## Exercise
Rewrite the records below with each "rough mask" swapped for "coarse mask", changing nothing else. Leave the pictures out of your answer.
• • •
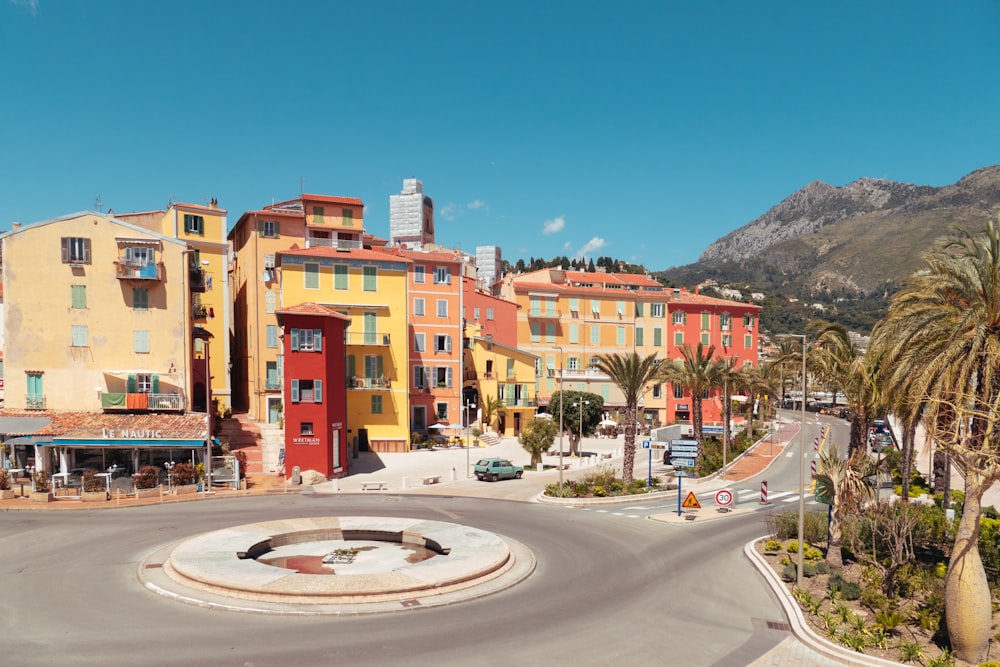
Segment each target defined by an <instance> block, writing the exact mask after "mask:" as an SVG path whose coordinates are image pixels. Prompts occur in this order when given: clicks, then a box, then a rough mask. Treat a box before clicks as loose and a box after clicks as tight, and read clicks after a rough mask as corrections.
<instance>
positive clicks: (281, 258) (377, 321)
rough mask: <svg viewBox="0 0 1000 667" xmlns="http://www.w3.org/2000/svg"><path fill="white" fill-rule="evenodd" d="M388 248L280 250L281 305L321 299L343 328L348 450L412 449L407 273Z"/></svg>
mask: <svg viewBox="0 0 1000 667" xmlns="http://www.w3.org/2000/svg"><path fill="white" fill-rule="evenodd" d="M410 264H411V262H410V260H409V259H407V258H405V257H402V256H400V255H399V254H395V253H392V252H389V251H381V250H368V249H362V248H345V249H339V248H332V247H322V246H321V247H313V248H308V249H294V250H285V251H282V252H278V253H277V258H276V269H277V274H278V277H277V279H278V283H279V285H280V290H281V295H280V301H281V307H282V308H286V307H290V306H293V305H296V304H301V303H319V304H322V305H324V306H327V307H330V308H333V309H334V310H336V311H338V312H340V313H342V314H344V315H346V316H348V317H350V318H351V324H350V326H349V327H348V329H347V334H346V337H347V339H346V346H347V377H346V378H345V381H346V382H347V429H348V430H347V437H348V441H349V444H350V446H351V447H352V448H353V451H359V450H361V451H364V450H368V449H370V450H372V451H377V452H405V451H409V448H410V430H409V421H410V419H409V417H410V402H409V388H408V387H409V383H408V373H407V371H408V368H409V364H408V345H407V340H408V336H407V334H408V329H409V326H408V321H409V318H408V311H407V302H408V296H407V272H408V268H409V265H410Z"/></svg>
• • •
## Result of the exercise
Segment each target defined by an <instance> block, writing the exact mask after "mask:" as an SVG path whose coordinates are image pixels. Prompts occur in this order when given: clicks, then a box, then a coarse mask. Treat a box before clicks as loose and a box after clicks as tight, and read clicks after a coarse mask as corrections.
<instance>
positive clicks: (281, 258) (377, 321)
coarse mask: <svg viewBox="0 0 1000 667" xmlns="http://www.w3.org/2000/svg"><path fill="white" fill-rule="evenodd" d="M388 248L280 250L281 305L321 299L343 328L348 450L412 449L407 273Z"/></svg>
mask: <svg viewBox="0 0 1000 667" xmlns="http://www.w3.org/2000/svg"><path fill="white" fill-rule="evenodd" d="M410 264H411V262H410V260H409V259H407V258H405V257H402V256H400V255H399V254H395V253H392V252H389V251H381V250H368V249H362V248H345V249H339V248H332V247H322V246H321V247H313V248H308V249H294V250H285V251H282V252H278V253H277V258H276V269H277V274H278V277H277V279H278V283H279V285H280V290H281V295H280V301H281V307H282V308H286V307H290V306H293V305H296V304H301V303H319V304H322V305H324V306H327V307H330V308H333V309H334V310H336V311H338V312H340V313H342V314H344V315H346V316H348V317H350V318H351V324H350V326H349V327H348V329H347V334H346V337H347V339H346V346H347V377H346V378H345V381H346V382H347V429H348V430H347V437H348V441H349V444H350V446H351V447H352V448H353V451H359V450H361V451H364V450H368V449H370V450H372V451H377V452H405V451H409V448H410V430H409V421H410V419H409V417H410V402H409V388H408V387H409V383H408V373H407V371H408V368H409V364H408V345H407V340H408V336H407V334H408V329H409V326H408V321H409V318H408V311H407V302H408V296H407V272H408V268H409V265H410Z"/></svg>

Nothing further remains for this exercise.